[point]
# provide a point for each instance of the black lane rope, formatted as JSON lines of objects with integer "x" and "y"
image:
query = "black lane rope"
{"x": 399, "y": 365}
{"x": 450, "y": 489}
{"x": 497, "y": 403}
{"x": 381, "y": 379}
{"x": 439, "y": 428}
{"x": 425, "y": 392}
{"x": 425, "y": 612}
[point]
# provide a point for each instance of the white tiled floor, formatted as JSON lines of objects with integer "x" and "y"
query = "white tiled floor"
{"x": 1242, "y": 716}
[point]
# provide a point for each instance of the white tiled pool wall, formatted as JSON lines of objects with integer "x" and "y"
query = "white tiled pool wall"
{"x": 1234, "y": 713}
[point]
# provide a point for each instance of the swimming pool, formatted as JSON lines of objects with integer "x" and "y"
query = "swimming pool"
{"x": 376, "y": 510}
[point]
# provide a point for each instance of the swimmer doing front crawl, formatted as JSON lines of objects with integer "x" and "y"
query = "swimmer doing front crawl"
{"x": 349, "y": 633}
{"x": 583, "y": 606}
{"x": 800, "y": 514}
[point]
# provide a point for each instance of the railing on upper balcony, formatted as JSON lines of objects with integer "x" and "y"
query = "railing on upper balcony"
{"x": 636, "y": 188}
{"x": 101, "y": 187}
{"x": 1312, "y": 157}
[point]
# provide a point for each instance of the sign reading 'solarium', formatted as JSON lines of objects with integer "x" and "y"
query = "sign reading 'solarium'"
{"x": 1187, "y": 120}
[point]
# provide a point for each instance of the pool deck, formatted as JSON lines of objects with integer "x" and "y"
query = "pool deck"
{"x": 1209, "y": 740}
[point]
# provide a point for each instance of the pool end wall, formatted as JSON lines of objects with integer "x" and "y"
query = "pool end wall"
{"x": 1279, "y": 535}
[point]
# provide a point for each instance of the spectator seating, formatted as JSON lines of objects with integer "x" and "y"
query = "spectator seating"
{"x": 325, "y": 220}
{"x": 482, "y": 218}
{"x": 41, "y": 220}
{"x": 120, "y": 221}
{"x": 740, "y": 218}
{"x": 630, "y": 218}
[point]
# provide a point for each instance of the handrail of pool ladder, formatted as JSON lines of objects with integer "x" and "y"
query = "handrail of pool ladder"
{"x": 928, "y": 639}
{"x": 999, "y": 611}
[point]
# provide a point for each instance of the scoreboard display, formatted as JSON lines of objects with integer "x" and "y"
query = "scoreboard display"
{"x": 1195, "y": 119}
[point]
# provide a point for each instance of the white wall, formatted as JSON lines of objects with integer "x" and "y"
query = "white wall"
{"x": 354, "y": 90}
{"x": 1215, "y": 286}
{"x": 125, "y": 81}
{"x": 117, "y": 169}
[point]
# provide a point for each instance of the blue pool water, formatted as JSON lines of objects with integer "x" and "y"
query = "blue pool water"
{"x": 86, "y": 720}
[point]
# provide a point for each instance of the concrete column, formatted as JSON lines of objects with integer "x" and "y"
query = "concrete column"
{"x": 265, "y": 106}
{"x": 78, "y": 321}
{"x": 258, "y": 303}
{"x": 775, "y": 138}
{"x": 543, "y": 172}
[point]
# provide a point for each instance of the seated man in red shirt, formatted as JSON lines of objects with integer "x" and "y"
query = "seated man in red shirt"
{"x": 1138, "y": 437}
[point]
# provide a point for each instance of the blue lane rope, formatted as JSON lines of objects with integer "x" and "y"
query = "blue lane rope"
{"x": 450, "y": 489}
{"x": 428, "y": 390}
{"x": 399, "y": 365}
──────────────────────────────
WHAT TO WORK ON -> Return all of the entries exactly as they were supplied.

ANSWER TO THIS TASK ->
[point]
# provide a point for each instance of the black lane rope, formatted as JSON lines of objects with integer "x" and "y"
image:
query = "black lane rope"
{"x": 399, "y": 365}
{"x": 450, "y": 489}
{"x": 497, "y": 403}
{"x": 381, "y": 379}
{"x": 439, "y": 428}
{"x": 425, "y": 392}
{"x": 425, "y": 612}
[point]
# provide a point for each instance of the white tiled floor, formatted as JSON lines of objects with integer "x" and "y"
query = "white tiled floor"
{"x": 1242, "y": 716}
[point]
# provide a point for each instance of the white tiled pool wall, formatted as JSON lines of objects with integer "x" and "y"
query = "white tiled pool wall"
{"x": 1234, "y": 713}
[point]
# provide a point for each instance of the swimming pool, formatted as JSON lines of objects with integer "x" and "y"
query = "swimming pool"
{"x": 376, "y": 510}
[point]
# provide a point for each instance of the swimmer doing front crawl, formatted as JSON lines of objects with integer "x" and "y"
query = "swimmer doing front crawl"
{"x": 349, "y": 633}
{"x": 583, "y": 606}
{"x": 800, "y": 514}
[point]
# provide a point for each instance of the railing on upper balcony, formatted as JSON lines of objects with integer "x" and "y"
query = "railing on upper balcony"
{"x": 636, "y": 188}
{"x": 101, "y": 187}
{"x": 1312, "y": 157}
[point]
# provide a point for each instance of the sign reading 'solarium', formatted as JSON lines of objects with integer "x" and "y"
query = "sign reading 'solarium'"
{"x": 1187, "y": 120}
[point]
# provide a point for each instance of the pool deck, formatted as JSON lines of objects with integer "x" and "y"
query = "pool deck"
{"x": 1209, "y": 740}
[point]
# provide a point for each instance of the pool end wall, formatted as JSON lines of objects with integer "x" and "y"
query = "pool end wall"
{"x": 1279, "y": 535}
[point]
# provide a point for each instance of the spectator seating, formatted as JSON lines of objects with integer "x" and "y"
query = "spectator seating"
{"x": 325, "y": 220}
{"x": 482, "y": 218}
{"x": 41, "y": 220}
{"x": 120, "y": 221}
{"x": 740, "y": 218}
{"x": 630, "y": 218}
[point]
# provide a point for each instance of the handrail of pool ladder, formatted as JSON lines of objects with integer "x" and "y"
query = "handrail of pool ladder"
{"x": 928, "y": 639}
{"x": 999, "y": 611}
[point]
# provide a point for each instance of the scoreboard display, formatted as JSON lines of objects with integer "x" and "y"
query = "scoreboard display"
{"x": 1195, "y": 119}
[point]
# provide a point for each instance of the white wall, formatted as JSON lines of objects with integer "x" and "y"
query = "white wall"
{"x": 354, "y": 90}
{"x": 1215, "y": 286}
{"x": 125, "y": 81}
{"x": 117, "y": 169}
[point]
# provide a point for each instance of the blue pool water, formatted as JSON lines of objects with integer "x" and "y"
query = "blue pool water"
{"x": 86, "y": 720}
[point]
# provide a point for each instance of the concrete column, formatted as JSON lines of objects with integer "x" and "y"
query = "concrete column"
{"x": 265, "y": 106}
{"x": 78, "y": 321}
{"x": 258, "y": 303}
{"x": 775, "y": 138}
{"x": 543, "y": 172}
[point]
# provide a point for each instance of the seated man in red shirt, formatted as JSON lines of objects with integer "x" and "y"
query = "seated man in red shirt"
{"x": 1138, "y": 437}
[point]
# provide a point for each instance of the blue lane rope, formatted as JSON lines of objects with integer "x" and "y"
query = "blue lane rope"
{"x": 450, "y": 489}
{"x": 428, "y": 390}
{"x": 399, "y": 365}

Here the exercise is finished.